- Short problem -
Transcribe the lines of the data below verbatim, omitting the pictures from your answer.

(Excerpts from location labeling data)

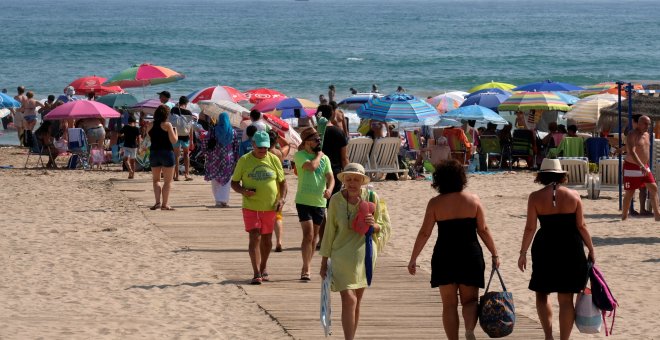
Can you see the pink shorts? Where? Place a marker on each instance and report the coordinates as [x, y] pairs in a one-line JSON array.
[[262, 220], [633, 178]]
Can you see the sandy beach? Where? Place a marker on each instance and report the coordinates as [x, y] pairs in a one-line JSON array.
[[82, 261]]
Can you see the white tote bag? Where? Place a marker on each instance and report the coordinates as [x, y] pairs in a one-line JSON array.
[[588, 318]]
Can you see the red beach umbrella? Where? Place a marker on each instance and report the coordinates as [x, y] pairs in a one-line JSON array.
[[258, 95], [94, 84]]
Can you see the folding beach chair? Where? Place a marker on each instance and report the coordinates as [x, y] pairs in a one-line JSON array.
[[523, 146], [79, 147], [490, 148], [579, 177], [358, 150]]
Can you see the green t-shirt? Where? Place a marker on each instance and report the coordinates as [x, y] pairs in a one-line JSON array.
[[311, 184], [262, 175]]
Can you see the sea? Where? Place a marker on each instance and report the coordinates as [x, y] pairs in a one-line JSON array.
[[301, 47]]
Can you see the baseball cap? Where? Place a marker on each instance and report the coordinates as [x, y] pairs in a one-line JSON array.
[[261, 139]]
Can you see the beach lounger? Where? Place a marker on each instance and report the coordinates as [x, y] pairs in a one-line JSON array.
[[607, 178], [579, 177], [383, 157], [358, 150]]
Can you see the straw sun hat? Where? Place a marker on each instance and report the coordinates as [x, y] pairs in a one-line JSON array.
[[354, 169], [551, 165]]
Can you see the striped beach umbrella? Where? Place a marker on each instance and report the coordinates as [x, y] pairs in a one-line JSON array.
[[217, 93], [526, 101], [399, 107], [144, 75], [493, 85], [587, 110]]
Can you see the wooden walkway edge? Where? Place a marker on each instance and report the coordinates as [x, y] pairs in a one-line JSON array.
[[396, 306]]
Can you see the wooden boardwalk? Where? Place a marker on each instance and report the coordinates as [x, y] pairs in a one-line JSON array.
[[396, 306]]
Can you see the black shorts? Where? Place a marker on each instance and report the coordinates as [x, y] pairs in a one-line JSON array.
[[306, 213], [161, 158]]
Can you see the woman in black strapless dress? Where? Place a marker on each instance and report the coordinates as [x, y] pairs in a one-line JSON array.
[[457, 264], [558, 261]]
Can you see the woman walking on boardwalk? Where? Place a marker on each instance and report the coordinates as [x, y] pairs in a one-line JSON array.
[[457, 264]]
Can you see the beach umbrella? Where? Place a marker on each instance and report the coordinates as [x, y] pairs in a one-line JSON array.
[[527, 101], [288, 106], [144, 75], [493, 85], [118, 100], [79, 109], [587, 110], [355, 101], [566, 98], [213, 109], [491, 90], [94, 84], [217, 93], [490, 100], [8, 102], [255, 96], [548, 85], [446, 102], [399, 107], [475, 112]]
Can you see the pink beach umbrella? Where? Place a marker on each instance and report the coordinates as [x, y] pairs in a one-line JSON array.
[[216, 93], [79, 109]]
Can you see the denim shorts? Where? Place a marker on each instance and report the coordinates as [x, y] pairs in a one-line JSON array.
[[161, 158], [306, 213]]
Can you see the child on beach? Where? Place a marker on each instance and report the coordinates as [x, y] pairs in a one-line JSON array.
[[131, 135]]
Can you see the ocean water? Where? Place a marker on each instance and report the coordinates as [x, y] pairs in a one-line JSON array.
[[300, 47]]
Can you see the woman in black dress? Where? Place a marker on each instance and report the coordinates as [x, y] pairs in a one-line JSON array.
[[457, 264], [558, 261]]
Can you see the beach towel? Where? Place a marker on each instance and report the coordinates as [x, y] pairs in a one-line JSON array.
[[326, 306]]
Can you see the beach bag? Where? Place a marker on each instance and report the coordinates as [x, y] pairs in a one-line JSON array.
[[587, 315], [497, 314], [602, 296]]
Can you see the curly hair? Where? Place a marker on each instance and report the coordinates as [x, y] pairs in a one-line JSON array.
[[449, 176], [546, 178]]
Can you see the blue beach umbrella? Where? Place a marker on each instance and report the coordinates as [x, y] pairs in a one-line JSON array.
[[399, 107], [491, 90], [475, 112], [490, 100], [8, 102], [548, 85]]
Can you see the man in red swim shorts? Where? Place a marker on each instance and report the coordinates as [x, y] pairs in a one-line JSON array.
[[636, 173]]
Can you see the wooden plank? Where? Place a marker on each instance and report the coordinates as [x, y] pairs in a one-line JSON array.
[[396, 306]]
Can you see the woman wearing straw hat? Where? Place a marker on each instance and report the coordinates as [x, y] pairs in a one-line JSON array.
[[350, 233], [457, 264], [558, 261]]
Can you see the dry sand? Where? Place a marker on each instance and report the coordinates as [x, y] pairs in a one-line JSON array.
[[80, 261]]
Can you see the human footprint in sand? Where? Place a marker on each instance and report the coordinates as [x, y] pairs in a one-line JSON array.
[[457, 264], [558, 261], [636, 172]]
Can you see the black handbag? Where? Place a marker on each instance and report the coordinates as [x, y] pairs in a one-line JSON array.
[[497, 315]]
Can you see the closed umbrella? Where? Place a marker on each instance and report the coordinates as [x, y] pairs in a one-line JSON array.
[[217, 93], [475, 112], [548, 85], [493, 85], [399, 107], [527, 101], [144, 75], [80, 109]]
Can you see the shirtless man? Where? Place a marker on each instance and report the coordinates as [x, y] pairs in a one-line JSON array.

- Solution to this problem -
Can you see the pink shorts? Where? Place a marker on each instance and report the coordinates as [x, y] pairs in a one-line JSON array.
[[262, 220], [633, 178]]
Can you see the sandy beach? Where? Place a marker on each instance and report the coordinates as [x, y] pairs in a one-line JSON array.
[[82, 261]]
Can you see the white tote bag? Where? Place a marker on each instance and report the coordinates as [x, y] pairs in a one-line JSON array.
[[588, 318]]
Can you see the red beach umbrella? Where? Place a marker on each instance and report the coordinates as [x, y] pairs in a one-line JSON array.
[[258, 95], [94, 84]]
Can you see the folding beach chair? Where? Place a marker on each instance and report the coordinates as [x, y] pairs in a one-line JSON array.
[[523, 146], [79, 147], [490, 148], [579, 177], [358, 150]]
Can you see the green t-shirt? Where? Place a marker on each instance and report the coordinates as [x, y] pairs in a one-line JSON array.
[[311, 184], [262, 175]]
Can you see the sea? Where? Place a marker on each instance and report the coordinates as [x, y] pairs in a one-line JSON array.
[[301, 47]]
Can you see the baseball cap? Where? Place a marker on each instance and report the coordinates as [x, y] pairs in a one-line JSON array.
[[261, 139]]
Can you see the beach lounger? Where? Place a marker on each instance and report the coordinates as [x, y] pairs in a one-line JSON array.
[[607, 178], [579, 177], [383, 157], [358, 150]]
Can you see the straw sun hat? Where? Place a marker on each instance and report the coordinates as [x, y] pairs in a one-line JSON array.
[[354, 169], [551, 165]]
Can you see the striped beach umbrella? Where? Place a marker on each instance and report the coordinates as [x, y] pairs in a one-line JSON array.
[[217, 93], [526, 101], [399, 107], [144, 75], [493, 85], [587, 110]]
Can you see the wooden walkway edge? Where? Place a marker on each instance and report the coordinates as [x, y] pairs in a one-line JSON array.
[[396, 306]]
Can you see the wooden boardwalk? Where? Place a marker on each instance and report the coordinates as [x, y] pairs in a one-line JSON array.
[[396, 306]]
Can you see the black shorts? Where? Place a marker on each instance and report the coordinates as [x, y] pairs in a one-line JSON array.
[[306, 213], [161, 158]]
Can you see the woman in black strapless dress? Where? Place a marker on each instance and report the coordinates as [x, y] pairs in a one-line JSON array.
[[457, 264], [558, 261]]
Can you see the woman walking on boardwalk? Where? Place a marker on each instance and report the coordinates as [x, y] pairs in a one-line JSON array.
[[457, 264]]
Can you see the beach umbrella? Where? Place a marker on each instance and report the coordinates as [x, y] pairs in a one-line JSON array.
[[527, 101], [288, 106], [144, 75], [493, 85], [118, 100], [79, 109], [587, 110], [355, 101], [566, 98], [213, 109], [491, 90], [94, 84], [217, 93], [490, 100], [8, 102], [255, 96], [548, 85], [446, 102], [399, 107], [475, 112]]
Can you see the pink beach umbrella? Where? Place a marker on each instance and report the coordinates as [x, y] pairs in a one-line JSON array.
[[216, 93], [79, 109]]
Can you see the denim shorts? Where? Place a marker on each instance and report the coordinates as [x, y] pairs in a one-line JSON array.
[[161, 158], [306, 213]]
Can you see the child on beach? Where? Place a marker on each instance and report the coordinates as [x, y] pairs in a one-line JSON array.
[[131, 135]]
Can you see the ocean water? Where? Place a marker on each instance and report the coordinates as [x, y] pairs in a one-line JSON array.
[[300, 47]]
Can you see the woman in black dress? Where? Place a marker on each instance and report the coordinates as [x, y] pairs in a one-line JSON array.
[[457, 264], [558, 261]]
Can you see the beach towel? Where? Place a marker on each instance and report the coordinates as [x, y] pairs in a one-line JSON array.
[[326, 306]]
Can you see the beach bag? Where? Place a marker on each instance and report the coordinates as [x, y] pairs in a one-line JSON array.
[[587, 315], [497, 314], [602, 296]]
Can you see the curly hair? Where? Place a marker on each instance and report the coordinates as [x, y] pairs in a one-line JSON array.
[[449, 176], [546, 178]]
Can you see the blue beach umbrella? Where? Place a marker on each instance and report the coordinates as [x, y] pairs in a one-line JSON array.
[[399, 107], [491, 90], [475, 112], [490, 100], [8, 102], [548, 85]]
Can you see the man in red swim shorts? Where? Place a marker on each instance and report the coordinates as [x, y] pairs in a one-line JSON array.
[[636, 173]]
Can you see the wooden plank? Where? Place a marker on each instance and report the coordinates as [x, y] pairs in a one-line JSON array.
[[396, 306]]
Can you see the woman wearing straw hat? Where? Place a marker on each instance and report the coordinates as [x, y] pairs in a one-line JSON array.
[[350, 233], [457, 264], [558, 261]]
Can you see the dry sand? Where? Place a marker on each instance and report the coordinates as [x, y] pairs in a one-line JSON array.
[[80, 261]]
Can you see the human footprint in sand? Where? Place a marker on each instance and report the coordinates as [x, y] pairs in a one-line JSON array.
[[457, 264], [558, 261], [636, 172]]
Can you see the black handbag? Where? Place a marker on each instance and report the coordinates as [x, y] pairs in a one-line JSON array.
[[497, 315]]
Can you see the closed umbrella? Where? Place a marker on each instance and report the coordinates as [x, y] pairs in a one-line JSON array.
[[217, 93], [475, 112], [548, 85], [493, 85], [399, 107], [527, 101], [144, 75], [80, 109]]
Can you see the shirtless man? Where? Place a marker on each instance and report the coordinates as [x, y] pairs in a one-line JSON array.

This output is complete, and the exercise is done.